#### [DOCUMENT EXCERPT]
---------------

Zombies on television, zombies in the movies, zombie-themed apparel and miscellaneous objects, even zombie romances—Jeanmaire Lafayette has seen it all. Now, she’d like to see a revived interest in the origin of the zombie and its place in modern culture.
According to Lafayette, there’s nothing cool about real zombies—which, she affirms, can certainly exist. Lafayette is a lifelong devotee of Vodou, the religion and faith practice better known as Voodoo. “It is a system of approaching the divine, just as any other religion,” she says, hands gently folded in her lap. “My parents were Voodoo, their parents were Voodoo, and it keeps going back into the family history.”
Voodoo is not found in every family, not even in the bayous of eastern Louisiana, where Lafayette was born and raised. “Voodoo chooses you. You do not choose it. You join the Voodoo because the Loa—our version of what you might call gods—have chosen you to serve them on earth. They are you and you are the Loa and the combination is exhilarating and magical.”
On the point of magic, zombies enter the conversation. “People want to believe in the undead, that zombies are the departed returned to a very horrible kind of life. And the truth is that zombies, or what the Voodoo call zombies, do in fact exist. But this truth has been twisted.”
Lafayette went on to describe something quite different from The Walking Dead, something perhaps even more terrifying. “I have never witnessed this for myself, but I have heard of the coup de poudre, which is blowing a powder which is a very dangerous blend of ingredients into the face of the chosen victim. The powder enters the victim’s body through the eyes, the nose, the mouth, the skin, and in very little time the victim appears to have died.”
Knowing the folk version of this powder, Lafayette set out to uncover the components that could cause such a fast and seemingly final reaction. Her research took her along a similar path as what author Wade Davis describes in his classic The Serpent and the Rainbow (a rather terrible horror film was made loosely based on this book and should not be confused with the book). One example is tetrodotoxin, an extremely potent neurotoxin that can be found in a number of fish species—Davis mentions the puffer fish. A little of this combined with some other ingredients can go a long way to making an individual appear to be dying—or even dead.

---------------

#### [RAW DATA]
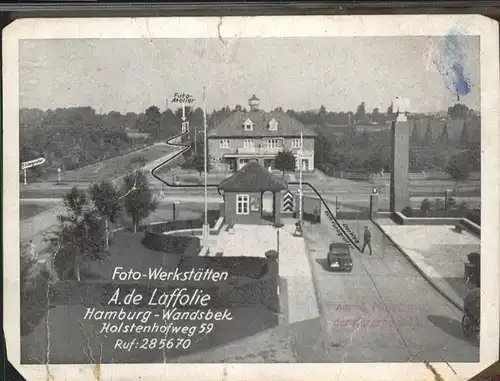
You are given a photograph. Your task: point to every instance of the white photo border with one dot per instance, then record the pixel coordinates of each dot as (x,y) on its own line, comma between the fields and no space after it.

---------------

#### [BRIEF]
Write the next part of the article on Voodoo and zombies, picking up right after its final sentence.

#### [ANSWER SECTION]
“I don’t mean to give a chemistry lecture, but what I have found are compounds which can give a normal adult human being all of the telltale signs of being dead, without actually being dead.” Lafayette shrugged at this point. “The legends tell of evil sorcerers called bokors using the coup de poudre to collect slaves for themselves, as the powder also somehow binds the victim to the bokor’s will. This abuse of victims could be taken as the dead returning to life, and then from there we can leap into contemporary zombie lore.”
While the chemistry is sound and the appearance of death is possible, Lafayette does not believe there are malefactors creeping around Voodoo-rich areas in search of fresh prey. “This does not mean I do not respect the tales or that I doubt the existence of truly evil people in search of magical power,” she adds. “The zombie had to originate somewhere, and I find the use and abuse of natural toxins far more plausible than brain binges or, in reality, reanimation after death. For all of that, the zombie is part of the Voodoo tapestry, a part that has been exploited. The actual legends are scary enough.”